===== Information supplied =====

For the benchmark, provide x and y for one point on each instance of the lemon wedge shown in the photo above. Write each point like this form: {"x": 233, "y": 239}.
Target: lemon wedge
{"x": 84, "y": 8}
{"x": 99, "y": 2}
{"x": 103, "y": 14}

=====

- **Problem to solve**: Copy the entries above word for word, keeping every line in its original order.

- **Worked solution**:
For the benchmark, provide x and y for one point on each instance of the lemon wedge shown in the photo above. Write each point like this form: {"x": 233, "y": 239}.
Target: lemon wedge
{"x": 84, "y": 8}
{"x": 99, "y": 2}
{"x": 103, "y": 14}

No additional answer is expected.